### Source text
Public API

Data structure

class front.Front(entity_name, algo_name, xyz, radius, path_length, order)

Bases: object

Key component of NeuroMac. A Front is a phenomenological growth cone with a dual character:

  • A Front is a point in space with a radius. When connected to another Front, a frustrum (or cylinder) is created.
  • A Front is a phenomenological growth cone that contains a set of growth rules.

Each Front its own set of rules expressed in a Python file that listed in the algo_name variable. Initially, a neuronal structure consists of one Front but later, when a structure develops by simultaneous expanding of multiple front, each front can contain different growth-rules.

Warning

This code is not to be changed and is directly called by NeuroMaC

Methods

extend_front(seed, constellation[, ...]) Main function.
entity_name = None

The name given to and entity This name is to be used to query the substrate

algo_name = None

Growth-rules to use

xyz = None

3D location

radius = None

Radius of the front Consecutive fronts form a frustrum or cylinder

path_length = None

Not directly set. Attrribute set by growth_procs.prepare_next_front()

order = None

Not directly set. Attrribute set by growth_procs.prepare_next_front()

swc_type = None

SWC-type as define in Cannon et al 1998

extend_front(seed, constellation, virtual_substrate={})

Main function. Outsources the execution to the actual growth-rules specified in the configuration file (cell_type_x > algorithm).

See Recording synapse locations

Note

This function is not to be modified and is only used by framework code (Subvolume.py)

Parameters:

seed : int

constellation : dict of list of np.array

virtual_substrate : dict of list

Returns:

front : Front

List of fronts that are the “extension” of the current front. By convention, an empty list of None represents a terminating front. A list with one or two entries represents an elongating = or a branching front, respectively. One exception can be the soma from which multiple new fronts can sprout.

Front implementation helper functions

growth_procs.compute_exp_decay_factor(i, d, x)
growth_procs.unit_sample_on_sphere()

Sample a random point on a sphere with

Returns:

v : np.array

Unit-length vector originating from [0,0,0]

growth_procs.get_entity(entity_name, constellation)

Search for all entities with a specific name.

Warning

Does not yield desired results when searching for “own” entities, that is, all other components of the same entity.

Parameters:

entity_name : string

Name of the entity. Searching is done by string.startswith(string), which acts as some sort of wild card

constellation : dict of list of np.array

A “point-only” constellation. That is, entries in this dict are lists of 3D np.array vectors

Returns:

entities : list

List contains 3D positions

growth_procs.get_eigen_entity(front, constellation, ancestry_limit=25, common_ancestry_limit=10)

### Directive
Carry on the NeuroMaC API reference from the point where it stops. The material after this line has no role here.

(Extracted data entries)
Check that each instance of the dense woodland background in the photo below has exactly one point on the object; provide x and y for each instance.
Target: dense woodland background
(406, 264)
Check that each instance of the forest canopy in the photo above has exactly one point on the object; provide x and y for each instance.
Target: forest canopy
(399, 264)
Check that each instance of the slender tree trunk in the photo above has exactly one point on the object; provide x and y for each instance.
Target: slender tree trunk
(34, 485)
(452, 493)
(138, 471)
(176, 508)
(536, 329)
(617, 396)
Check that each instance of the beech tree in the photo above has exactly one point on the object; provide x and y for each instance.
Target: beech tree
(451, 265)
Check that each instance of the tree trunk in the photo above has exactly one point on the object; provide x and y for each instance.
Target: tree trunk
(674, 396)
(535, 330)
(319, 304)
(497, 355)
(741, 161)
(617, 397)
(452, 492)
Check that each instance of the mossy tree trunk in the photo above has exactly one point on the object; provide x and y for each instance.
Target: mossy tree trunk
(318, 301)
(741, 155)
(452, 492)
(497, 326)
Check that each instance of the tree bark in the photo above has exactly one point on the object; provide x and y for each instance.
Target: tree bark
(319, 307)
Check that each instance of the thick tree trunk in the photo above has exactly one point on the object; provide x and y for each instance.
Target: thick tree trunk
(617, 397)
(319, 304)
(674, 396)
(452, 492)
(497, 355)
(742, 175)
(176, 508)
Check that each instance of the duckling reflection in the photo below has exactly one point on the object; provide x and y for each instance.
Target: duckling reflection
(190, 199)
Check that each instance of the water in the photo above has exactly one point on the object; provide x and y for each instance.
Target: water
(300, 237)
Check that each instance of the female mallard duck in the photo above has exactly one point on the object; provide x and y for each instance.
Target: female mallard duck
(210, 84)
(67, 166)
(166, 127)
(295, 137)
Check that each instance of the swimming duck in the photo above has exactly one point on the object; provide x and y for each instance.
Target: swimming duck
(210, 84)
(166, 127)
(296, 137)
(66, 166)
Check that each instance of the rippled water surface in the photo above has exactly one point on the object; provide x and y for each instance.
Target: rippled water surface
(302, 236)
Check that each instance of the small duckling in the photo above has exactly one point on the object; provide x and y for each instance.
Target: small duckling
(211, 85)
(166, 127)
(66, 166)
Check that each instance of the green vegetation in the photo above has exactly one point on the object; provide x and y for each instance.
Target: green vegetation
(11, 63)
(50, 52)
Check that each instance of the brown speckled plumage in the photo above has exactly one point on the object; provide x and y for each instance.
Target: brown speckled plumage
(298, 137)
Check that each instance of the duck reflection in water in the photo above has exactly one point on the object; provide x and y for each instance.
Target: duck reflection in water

### Expected answer
Search for all entity components of a structure. For instance, if you want to implement self-repulsion you have to use this method.

It is implemented in such way that direct siblings and parent structures are ignored. If this would not be the case, sel-repulsion would always direct away from the parent structure and result in a straight line.

Parameters:

front : front.Front

constellation : dict of list of np.array

A “point-only” constellation. That is, entries in this dict are lists of 3D np.array vectors

Returns:

entities : list of np.array

List contains 3D positions

growth_procs.prepare_next_front(front, new_pos, radius_factor=None, set_radius=None, add_order=False)

Wrapper function to prepare a new front based on a new positions. This function takes care of the internal variables (path_length) and order of the new front to be created.

Parameters:

front : front.Front

new_pos : np.array

New position in 3D space

radius_factor : float

If the radius is not set, a radius_factor can be given. Then, the radius value is simply multiplied by this factor.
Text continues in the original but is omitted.